Cosenza, il carcere e la mafia: l’omicidio di Sergio Cosmai, la pace tra i clan e lo stato che “salva” gli assassini

Sergio Cosmai

Sergio Cosmai, direttore della casa circondariale di Cosenza, perse tragicamente la vita in seguito all’agguato subito esattamente 38 anni fa, il 13 marzo 1985, per le conseguenze dell’agguato tesogli dai clan cosentini qualche ora prima, mentre si stava recando a prendere la figlioletta che si trovava in una scuola materna. Sergio Cosmai era un uomo delle istituzioni e di sport, maestro di zelo e senso civico, esempio di solidarietà e di generosità nelle relazioni umane. 

L’omicidio di Cosmai ha segnato una pagina di storia importante a Cosenza e poiché, per fortuna, abbiamo ancora memoria, non possiamo fare altro che ricordare in che contesto avvenne quel grave delitto e soprattutto l’inqualificabile maniera con la quale lo stato (la esse è volutamente minuscola) lasciò sostanzialmente impuniti gli autori di quell’efferato omicidio. 

1985 – L’OMICIDIO DI SERGIO COSMAI

“… Da una parte il clan Pino-Sena, ostile nei confronti di “ ’U Zorru” e responsabile della sua morte e dall’altra la cosca capeggiata da Franco Perna, rimasto fedele al vecchio boss per il quale stravedeva. I due schieramenti si fronteggiano in una lotta spietata per il controllo del territorio. Lo Stato tenta di reagire alla mattanza.

Il sistema carcerario costituiva uno degli strumenti dello Stato che doveva neutralizzare tale violenza. Tuttavia gli esponenti delle due bande godevano di piccoli e grandi privilegi anche dietro le sbarre, in particolare i mammasantissima. Un fenomeno riprovevole ma molto diffuso in tutta la penisola e soprattutto al Sud.

Il vecchio carcere di Cosenza era a Colle Triglio, nel centro storico. Non aveva le mura di cinta e le celle si affacciavano sulla strada, permettendo il collegamento con l’esterno. All’inizio degli anni Ottanta a Cosenza era in pieno svolgimento la cosiddetta prima guerra di mafia tra i clan Pino-Sena e Perna-Pranno e gli agguati all’interno del carcere erano diventati una costante. Il 27 agosto 1980 le cronache registrano l’omicidio di Carlo Mazzei, un ragazzo di 23 anni, e il ferimento di Salvatore Pati nel vecchio carcere di Colle Triglio. Mazzei viene ucciso nella cella numero 11 del penitenziario, dove si trova in compagnia di Nicola Notargiacomo e Salvatore Pati. Un commando, composto da cinque persone, fa irruzione nella cella. Notargiacomo non viene sfiorato, mentre Pati rimane ferito da un fendente ma riesce a salvarsi proteggendosi il corpo con il materasso della branda.

## COMPITO ASSEGNATO 1
Le seguenti affermazioni concordano con il brano scelto sull'omicidio di Sergio Cosmai? Rispondi sì o no a ciascuna, citando le parole del testo che lo stabiliscono.
(a) Sergio Cosmai dirigeva la casa circondariale di Cosenza.
(b) Il vecchio carcere di Colle Triglio era circondato da mura di cinta.
(c) Salvatore Pati morì nell'irruzione nella cella numero 11.
## COMPITO ASSEGNATO 2
Scrivi il seguito del brano scelto sull'omicidio di Sergio Cosmai, ripartendo dopo la sua ultima frase.

## VOCI ELENCATE

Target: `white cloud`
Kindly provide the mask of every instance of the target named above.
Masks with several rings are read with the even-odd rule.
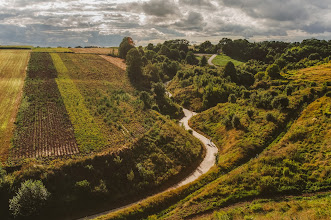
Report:
[[[328,0],[0,0],[0,21],[0,44],[331,38]]]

## RISPOSTA AL COMPITO 1
(a) Sì: "Sergio Cosmai, direttore della casa circondariale di Cosenza".
(b) No: "Non aveva le mura di cinta".
(c) No: "Pati rimane ferito da un fendente ma riesce a salvarsi proteggendosi il corpo con il materasso della branda".

## RISPOSTA AL COMPITO 2
Mazzei, invece, è ammazzato con nove coltellate vibrate in varie parti del corpo. L’eliminazione del ventitreenne – secondo quanto riferito dai collaboratori Roberto Pagano e Franco Pino – è una sorta di risposta data per vendicare la scomparsa per lupara bianca di Armando Bevacqua. L’uomo, che era figlio naturale di Luigi Palermo, era stato fatto sparire il 31 luglio del 1980. Mazzei veniva ritenuto vicino a Carlo Rotundo, contabile del clan Perna, ammazzato a sua volta nel 1981.
“Carletto”, mentre scende dalla sua auto blindata per fare rifornimento di carburante, viene raggiunto da un mare di piombo. Nel frattempo un giovane, Salvatore Altomare, custode di un museo a Venezia, che era sceso a Cosenza per salutare la sua famiglia, mentre guidava la propria auto con al suo fianco la giovane moglie e la figlioletta di soli tre anni, si accascia sullo sterzo della sua autovettura e muore, colpito da un proiettile vagante.

Ce n’era abbastanza per decidere con urgenza la costruzione del nuovo carcere, che viene individuato nel quartiere di via Popilia. Siamo nel 1982 e il sindaco della città di Cosenza è Pino Gentile quando il nuovo carcere diventa realtà.

Nel settembre del 1982 giunge a Cosenza, in qualità di direttore del carcere locale, Sergio Cosmai. Pugliese di Bisceglie, era stato vice direttore delle carceri di Trani, Lecce e Palermo e direttore di quelle di Locri e Crotone. Cosmai non tollera i trattamenti di favore di cui godevano i malavitosi nella casa circondariale di Cosenza.

Tocca a Cosmai, dunque, impegnarsi nella riorganizzazione del carcere, favorendo un clima di maggior rispetto e legalità tra i detenuti, mettendo fine a tutti quei piccoli e grandi privilegi concessi agli esponenti di spicco della criminalità locale e promuovendo una capillare sorveglianza per bloccare le attività illecite, tra cui il traffico di droga ed il possesso di armi all’interno della struttura. Il direttore pugliese decide di mettere fine a questo trend. Con il risultato di accelerare la pacificazione tra i clan fino a quel momento divisi.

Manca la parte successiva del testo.